======== Alıntılanan metin ========

Pavlov çağrışımından bir kesit, popülizm negatif mi, pozitifi var mı peki?

Çok şükür arabama kavuştum…
Kardeş bile olsa, el âlemin arabası ne rahatsızlık vermek isterim ne zahmet…
Ortak mal…
Ortak karı gibidir, istediğin gibi “kullanamazsın” (!)
Paylaşmak zordur, olmaz yani.

Dün evlat geldi…
PEZEVENK, çok kızdım ona. Geldiğimden beri ilk defa görüyorum…
Konuşmadım, yüzüne bile bakmadım. Oturdu yanıma…
Bakıyor melül melül yüzüme…
“Baba…
Neden bana kapris yapıyorsun?”

“Bakma bana öyle”

Oğlum…
Arabanın benim için ne demek olduğunu biliyorsun. Neden SEN arabayı götürmedin?

Bir parantez açalım, arabanın kontak anahtarı bozulmuş. Silindir değiştirilecek. Kanunlara göre sahibinin mutlaka arabayı teslimata orada olması lazım. Ben Türkiye’deyim, hanım, dükkân…
Oğlum…
Oğlum olduğu için O yapabilirdi. YAPMADI!

======== Sağlanan veriler ========

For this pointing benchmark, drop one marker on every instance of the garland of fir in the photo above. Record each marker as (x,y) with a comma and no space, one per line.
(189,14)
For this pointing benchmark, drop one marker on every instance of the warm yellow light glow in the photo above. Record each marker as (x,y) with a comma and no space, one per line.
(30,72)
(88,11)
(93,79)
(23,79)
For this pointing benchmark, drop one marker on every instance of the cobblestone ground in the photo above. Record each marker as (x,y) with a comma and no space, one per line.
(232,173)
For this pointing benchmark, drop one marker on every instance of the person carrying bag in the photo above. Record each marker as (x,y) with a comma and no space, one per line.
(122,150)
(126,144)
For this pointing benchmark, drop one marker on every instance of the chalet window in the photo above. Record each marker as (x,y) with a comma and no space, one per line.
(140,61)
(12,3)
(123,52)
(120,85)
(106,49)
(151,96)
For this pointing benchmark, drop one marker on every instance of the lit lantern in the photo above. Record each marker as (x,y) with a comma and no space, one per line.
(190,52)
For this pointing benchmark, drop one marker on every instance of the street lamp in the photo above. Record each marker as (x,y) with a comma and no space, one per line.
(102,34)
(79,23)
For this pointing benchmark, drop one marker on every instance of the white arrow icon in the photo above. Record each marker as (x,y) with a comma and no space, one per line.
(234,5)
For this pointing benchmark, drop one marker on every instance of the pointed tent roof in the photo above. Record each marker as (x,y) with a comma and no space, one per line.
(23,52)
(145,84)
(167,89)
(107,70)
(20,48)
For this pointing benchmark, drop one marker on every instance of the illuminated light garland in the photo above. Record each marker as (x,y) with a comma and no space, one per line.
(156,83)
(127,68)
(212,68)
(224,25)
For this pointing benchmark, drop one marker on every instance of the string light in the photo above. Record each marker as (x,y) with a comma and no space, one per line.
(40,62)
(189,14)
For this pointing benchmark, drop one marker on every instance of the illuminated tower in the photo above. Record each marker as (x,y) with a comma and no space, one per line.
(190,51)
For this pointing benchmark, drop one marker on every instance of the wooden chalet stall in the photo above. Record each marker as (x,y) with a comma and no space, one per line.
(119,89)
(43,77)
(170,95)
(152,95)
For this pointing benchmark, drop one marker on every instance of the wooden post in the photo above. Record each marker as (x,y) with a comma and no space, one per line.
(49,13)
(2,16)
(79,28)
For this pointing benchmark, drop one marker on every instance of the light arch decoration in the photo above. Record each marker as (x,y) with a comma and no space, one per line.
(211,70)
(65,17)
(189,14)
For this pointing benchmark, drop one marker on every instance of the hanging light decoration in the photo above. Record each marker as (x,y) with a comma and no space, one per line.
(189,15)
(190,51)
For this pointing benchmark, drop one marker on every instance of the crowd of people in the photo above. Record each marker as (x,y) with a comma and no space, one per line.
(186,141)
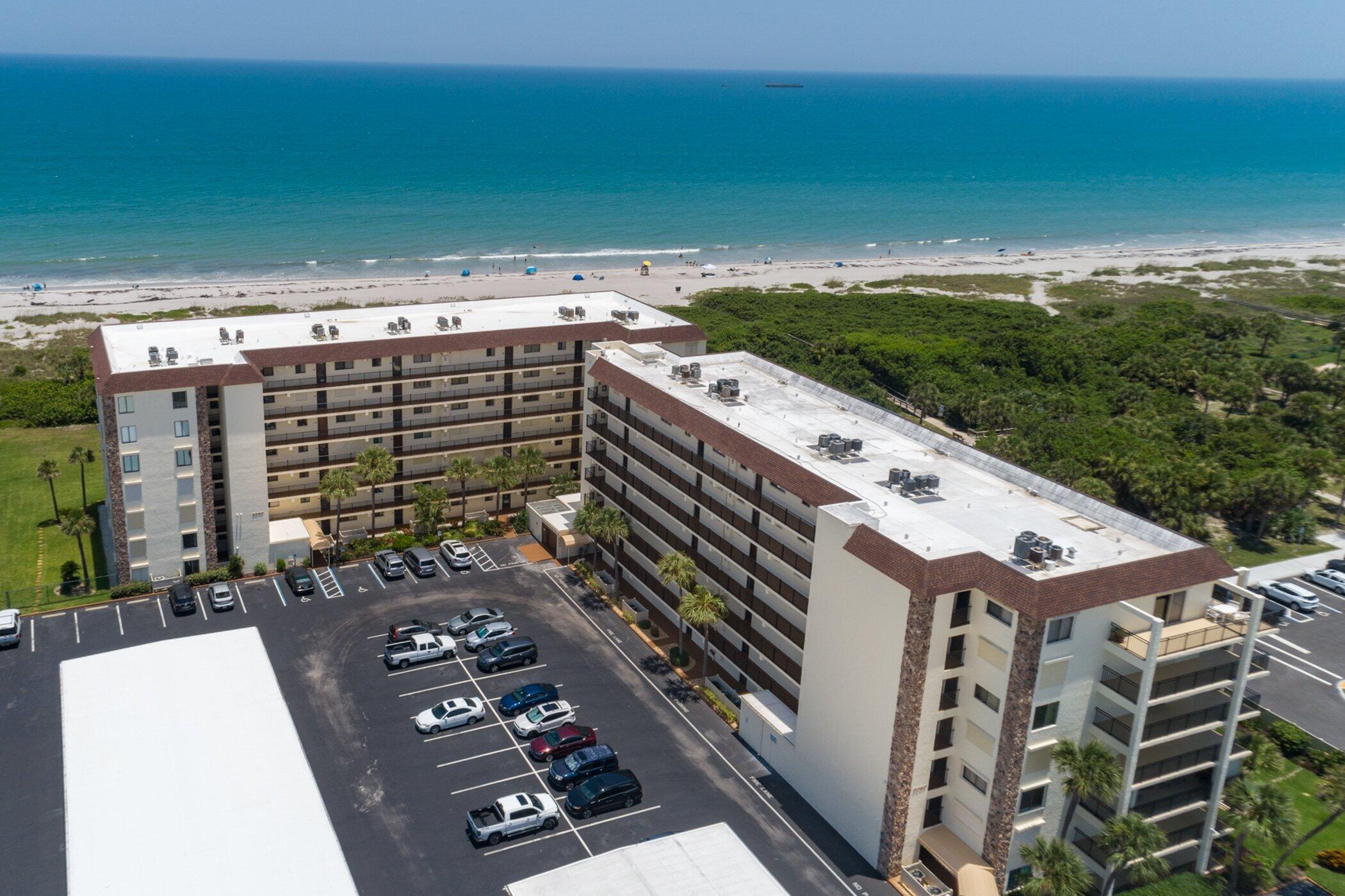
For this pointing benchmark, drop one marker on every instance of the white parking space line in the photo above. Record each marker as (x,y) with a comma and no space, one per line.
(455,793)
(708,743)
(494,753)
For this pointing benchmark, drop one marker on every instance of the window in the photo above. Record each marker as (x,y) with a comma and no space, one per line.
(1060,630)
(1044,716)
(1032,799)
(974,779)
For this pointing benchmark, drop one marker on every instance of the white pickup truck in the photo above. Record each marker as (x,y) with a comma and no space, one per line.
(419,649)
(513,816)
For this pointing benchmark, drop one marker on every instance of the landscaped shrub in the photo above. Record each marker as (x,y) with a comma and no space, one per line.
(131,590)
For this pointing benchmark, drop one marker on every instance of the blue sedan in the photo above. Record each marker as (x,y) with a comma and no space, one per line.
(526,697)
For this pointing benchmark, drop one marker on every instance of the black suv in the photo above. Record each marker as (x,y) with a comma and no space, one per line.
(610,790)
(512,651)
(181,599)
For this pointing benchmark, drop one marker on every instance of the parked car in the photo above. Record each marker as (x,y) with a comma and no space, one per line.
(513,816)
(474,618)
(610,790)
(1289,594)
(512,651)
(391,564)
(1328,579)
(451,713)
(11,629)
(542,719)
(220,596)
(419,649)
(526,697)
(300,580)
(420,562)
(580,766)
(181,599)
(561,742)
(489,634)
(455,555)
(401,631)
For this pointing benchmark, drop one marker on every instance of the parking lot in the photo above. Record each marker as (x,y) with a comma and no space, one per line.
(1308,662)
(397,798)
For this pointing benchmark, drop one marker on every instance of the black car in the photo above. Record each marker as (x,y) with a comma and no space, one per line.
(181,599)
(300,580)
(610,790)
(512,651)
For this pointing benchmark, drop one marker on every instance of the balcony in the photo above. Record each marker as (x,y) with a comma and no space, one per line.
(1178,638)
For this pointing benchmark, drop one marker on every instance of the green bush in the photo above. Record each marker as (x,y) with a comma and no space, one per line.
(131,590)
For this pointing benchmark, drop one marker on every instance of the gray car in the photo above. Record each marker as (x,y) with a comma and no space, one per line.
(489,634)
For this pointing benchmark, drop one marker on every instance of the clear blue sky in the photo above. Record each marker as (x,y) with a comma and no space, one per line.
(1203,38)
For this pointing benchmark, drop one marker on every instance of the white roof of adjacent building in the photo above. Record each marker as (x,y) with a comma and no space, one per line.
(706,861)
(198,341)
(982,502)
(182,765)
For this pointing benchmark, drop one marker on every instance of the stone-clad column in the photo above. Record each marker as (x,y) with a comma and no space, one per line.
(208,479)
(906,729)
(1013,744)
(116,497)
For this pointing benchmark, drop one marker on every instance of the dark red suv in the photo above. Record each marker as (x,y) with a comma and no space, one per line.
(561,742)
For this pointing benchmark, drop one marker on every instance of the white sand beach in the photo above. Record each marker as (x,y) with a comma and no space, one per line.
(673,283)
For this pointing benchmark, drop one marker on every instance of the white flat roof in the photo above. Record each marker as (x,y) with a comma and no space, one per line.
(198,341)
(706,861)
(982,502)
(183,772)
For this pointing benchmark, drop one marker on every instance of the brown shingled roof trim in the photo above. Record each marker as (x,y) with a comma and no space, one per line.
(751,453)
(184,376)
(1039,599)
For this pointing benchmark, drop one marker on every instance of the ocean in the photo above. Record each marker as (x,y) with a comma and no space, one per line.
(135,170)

========

◆ Görev gereksinimleri ◆
Alıntılanan metne göre kontak anahtarı bozulan arabada neyin değiştirilmesi gerekiyor? Veriler, metinden bağımsız ayrı bir malzemedir.

◆ Görevin sonucu ◆
Silindirin değiştirilmesi gerekiyor.